_Entries for pointing and labeling_:
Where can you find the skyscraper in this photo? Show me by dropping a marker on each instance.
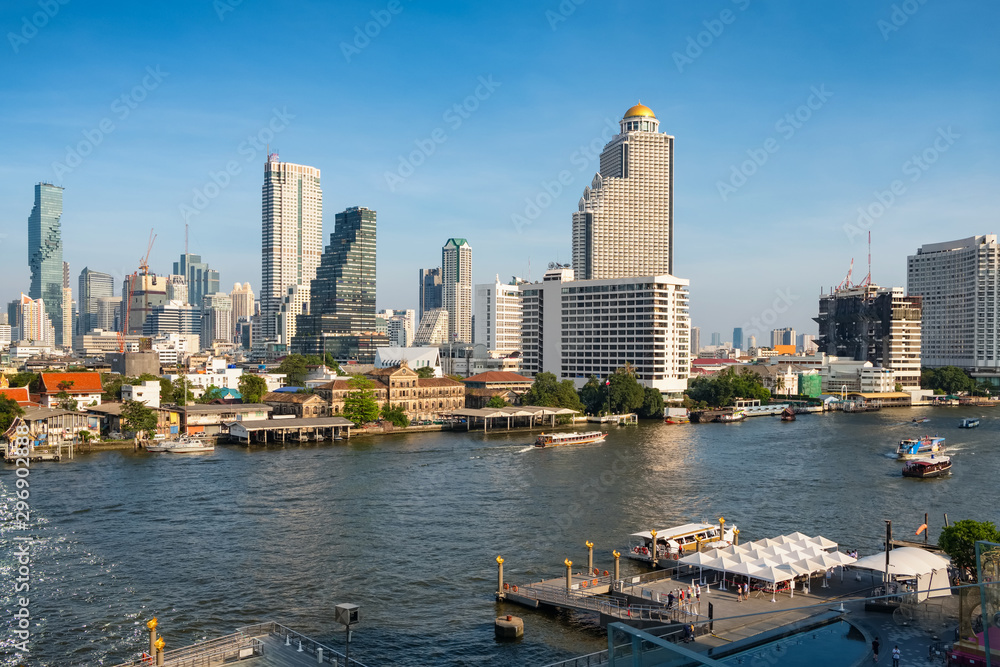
(45, 253)
(343, 292)
(291, 242)
(430, 291)
(456, 289)
(624, 225)
(93, 286)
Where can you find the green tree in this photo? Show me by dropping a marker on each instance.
(137, 418)
(360, 405)
(496, 402)
(959, 542)
(652, 404)
(395, 415)
(295, 368)
(9, 410)
(252, 387)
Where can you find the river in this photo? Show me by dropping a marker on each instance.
(408, 527)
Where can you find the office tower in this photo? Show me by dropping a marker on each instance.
(959, 286)
(243, 306)
(624, 225)
(216, 319)
(45, 253)
(430, 291)
(784, 336)
(578, 328)
(343, 292)
(498, 316)
(92, 286)
(433, 328)
(456, 289)
(876, 324)
(291, 243)
(200, 279)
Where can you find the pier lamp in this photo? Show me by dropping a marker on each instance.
(347, 615)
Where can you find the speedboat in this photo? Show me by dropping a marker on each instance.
(918, 448)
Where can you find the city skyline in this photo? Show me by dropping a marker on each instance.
(846, 123)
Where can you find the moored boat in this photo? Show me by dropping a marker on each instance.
(935, 466)
(918, 448)
(560, 439)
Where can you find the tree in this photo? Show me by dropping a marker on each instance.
(295, 368)
(137, 418)
(9, 410)
(959, 542)
(652, 404)
(395, 415)
(252, 387)
(360, 405)
(497, 401)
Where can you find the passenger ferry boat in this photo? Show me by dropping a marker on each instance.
(918, 448)
(672, 543)
(935, 466)
(560, 439)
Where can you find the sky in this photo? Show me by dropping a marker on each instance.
(799, 128)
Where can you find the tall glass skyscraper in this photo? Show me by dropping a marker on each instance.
(45, 253)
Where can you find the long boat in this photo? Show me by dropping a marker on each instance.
(935, 466)
(560, 439)
(918, 448)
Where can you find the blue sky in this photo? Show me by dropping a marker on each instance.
(162, 96)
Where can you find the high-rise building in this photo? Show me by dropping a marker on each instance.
(624, 225)
(876, 324)
(498, 316)
(92, 286)
(45, 253)
(291, 243)
(430, 291)
(578, 328)
(456, 289)
(343, 292)
(959, 286)
(200, 279)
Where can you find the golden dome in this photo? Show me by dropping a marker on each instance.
(640, 110)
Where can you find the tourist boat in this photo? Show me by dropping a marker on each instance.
(935, 466)
(917, 448)
(560, 439)
(671, 543)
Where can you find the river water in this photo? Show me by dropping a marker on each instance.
(409, 526)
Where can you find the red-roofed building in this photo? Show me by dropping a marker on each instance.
(84, 388)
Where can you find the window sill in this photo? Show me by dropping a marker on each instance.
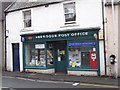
(35, 67)
(70, 25)
(81, 69)
(26, 29)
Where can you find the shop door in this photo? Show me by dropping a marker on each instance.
(16, 62)
(60, 61)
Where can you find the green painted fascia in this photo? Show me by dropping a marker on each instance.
(35, 67)
(81, 69)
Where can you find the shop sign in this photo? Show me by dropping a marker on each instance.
(61, 35)
(40, 46)
(82, 44)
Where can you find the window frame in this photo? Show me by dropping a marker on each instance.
(30, 18)
(71, 21)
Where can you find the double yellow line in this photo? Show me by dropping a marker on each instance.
(99, 85)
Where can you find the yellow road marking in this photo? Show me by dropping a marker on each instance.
(99, 85)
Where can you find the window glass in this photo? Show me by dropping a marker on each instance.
(79, 54)
(69, 12)
(85, 56)
(74, 57)
(35, 56)
(50, 54)
(27, 18)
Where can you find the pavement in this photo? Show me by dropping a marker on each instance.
(65, 78)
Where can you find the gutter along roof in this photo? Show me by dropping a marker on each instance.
(109, 3)
(17, 5)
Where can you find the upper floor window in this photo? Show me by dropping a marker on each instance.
(69, 12)
(27, 18)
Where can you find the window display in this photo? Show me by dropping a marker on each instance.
(74, 57)
(50, 54)
(79, 54)
(35, 56)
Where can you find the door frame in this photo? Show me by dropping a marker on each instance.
(14, 64)
(57, 43)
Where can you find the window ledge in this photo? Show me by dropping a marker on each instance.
(70, 25)
(26, 30)
(81, 69)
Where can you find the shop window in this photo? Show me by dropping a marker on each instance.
(27, 18)
(61, 55)
(85, 57)
(35, 55)
(80, 55)
(50, 54)
(74, 57)
(69, 12)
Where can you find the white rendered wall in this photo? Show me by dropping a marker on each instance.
(13, 25)
(51, 18)
(112, 40)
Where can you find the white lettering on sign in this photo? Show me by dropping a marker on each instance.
(62, 35)
(40, 46)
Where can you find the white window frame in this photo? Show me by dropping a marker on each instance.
(27, 19)
(72, 21)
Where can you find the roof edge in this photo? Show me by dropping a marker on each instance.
(110, 3)
(30, 6)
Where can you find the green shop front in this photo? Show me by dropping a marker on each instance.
(72, 52)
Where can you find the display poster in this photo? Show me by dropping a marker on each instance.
(40, 46)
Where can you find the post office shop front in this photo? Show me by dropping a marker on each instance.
(73, 52)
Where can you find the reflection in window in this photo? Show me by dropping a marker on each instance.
(50, 54)
(69, 10)
(35, 57)
(74, 57)
(27, 18)
(79, 55)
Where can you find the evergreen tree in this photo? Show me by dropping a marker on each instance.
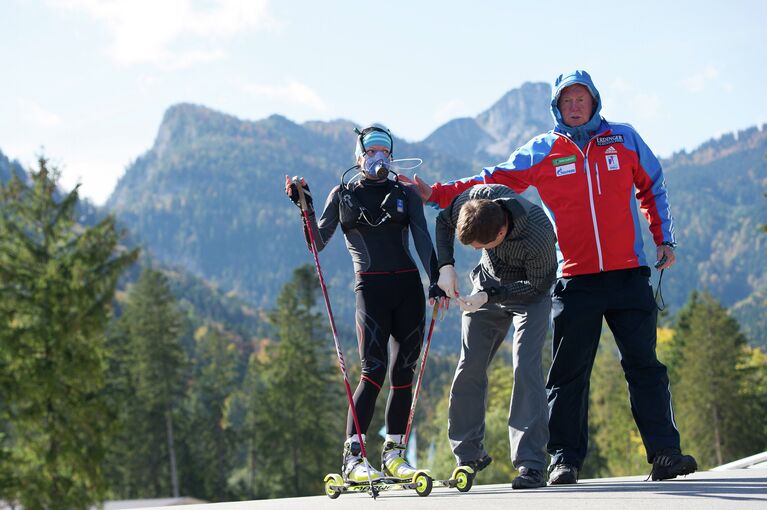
(713, 408)
(57, 282)
(156, 366)
(210, 439)
(297, 409)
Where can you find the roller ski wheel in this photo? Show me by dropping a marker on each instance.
(463, 477)
(423, 483)
(334, 485)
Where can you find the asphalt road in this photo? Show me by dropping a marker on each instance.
(739, 489)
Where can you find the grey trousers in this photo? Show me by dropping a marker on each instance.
(482, 333)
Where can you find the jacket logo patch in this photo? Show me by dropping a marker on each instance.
(565, 169)
(609, 140)
(563, 161)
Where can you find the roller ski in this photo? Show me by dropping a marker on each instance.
(463, 475)
(359, 476)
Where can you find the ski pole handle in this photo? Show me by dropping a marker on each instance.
(301, 197)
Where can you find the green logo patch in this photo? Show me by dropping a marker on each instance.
(564, 161)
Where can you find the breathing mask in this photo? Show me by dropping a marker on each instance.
(376, 166)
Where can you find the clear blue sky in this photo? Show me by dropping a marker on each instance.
(89, 80)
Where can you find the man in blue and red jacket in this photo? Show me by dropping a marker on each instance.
(589, 173)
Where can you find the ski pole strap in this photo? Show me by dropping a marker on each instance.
(659, 292)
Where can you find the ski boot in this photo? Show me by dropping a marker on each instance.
(355, 470)
(393, 462)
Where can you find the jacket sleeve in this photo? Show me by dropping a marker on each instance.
(517, 172)
(323, 230)
(651, 193)
(421, 237)
(445, 233)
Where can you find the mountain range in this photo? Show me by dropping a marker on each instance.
(208, 198)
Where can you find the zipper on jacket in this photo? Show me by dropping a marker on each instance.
(593, 209)
(596, 171)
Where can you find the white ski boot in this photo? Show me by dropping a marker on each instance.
(354, 469)
(393, 462)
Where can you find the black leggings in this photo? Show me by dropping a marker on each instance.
(387, 304)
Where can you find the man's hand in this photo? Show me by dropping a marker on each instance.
(420, 185)
(472, 303)
(435, 293)
(292, 191)
(665, 257)
(448, 281)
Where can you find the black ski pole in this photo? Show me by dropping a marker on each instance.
(339, 352)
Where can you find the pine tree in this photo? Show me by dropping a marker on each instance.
(157, 363)
(297, 408)
(57, 282)
(713, 408)
(211, 440)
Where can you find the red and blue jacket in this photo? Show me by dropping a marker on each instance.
(589, 192)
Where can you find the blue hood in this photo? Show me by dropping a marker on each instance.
(583, 133)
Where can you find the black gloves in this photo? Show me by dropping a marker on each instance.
(435, 292)
(292, 191)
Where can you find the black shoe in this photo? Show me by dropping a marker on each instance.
(528, 479)
(479, 464)
(670, 463)
(563, 474)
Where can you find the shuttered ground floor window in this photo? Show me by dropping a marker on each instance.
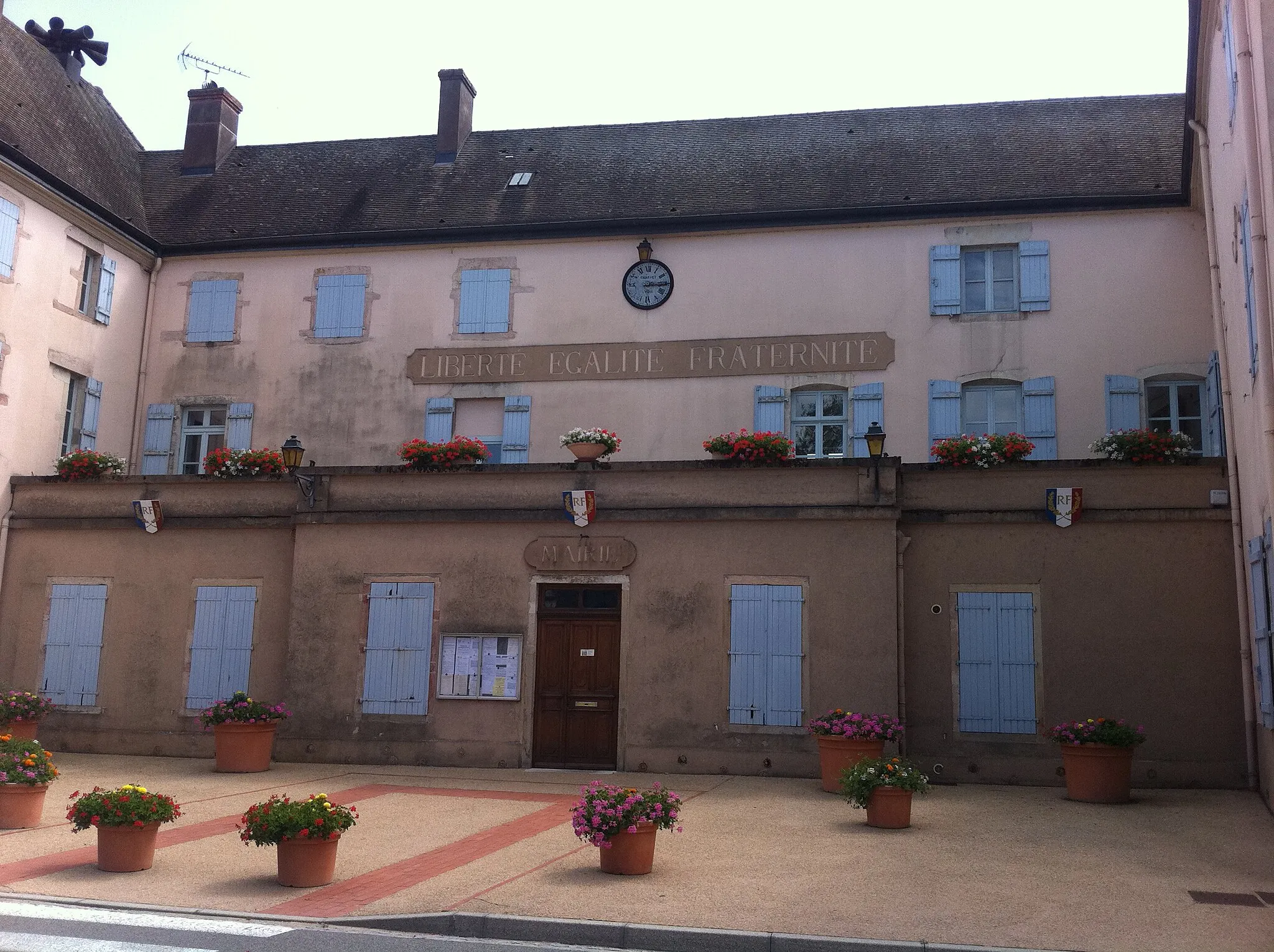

_Exercise details_: Please list each line above that contains the string "pole", treating uppercase and lowercase letters as different.

_Result for this task_:
Where can you find the ski pole handle in this photo? Show me by dropping a marker on each instance.
Where can you find the ski pole strap in this photo? Show me by dropping a marker on each instance.
Where can you find the black ski pole in this photo? Show me by dropping a marker on each instance.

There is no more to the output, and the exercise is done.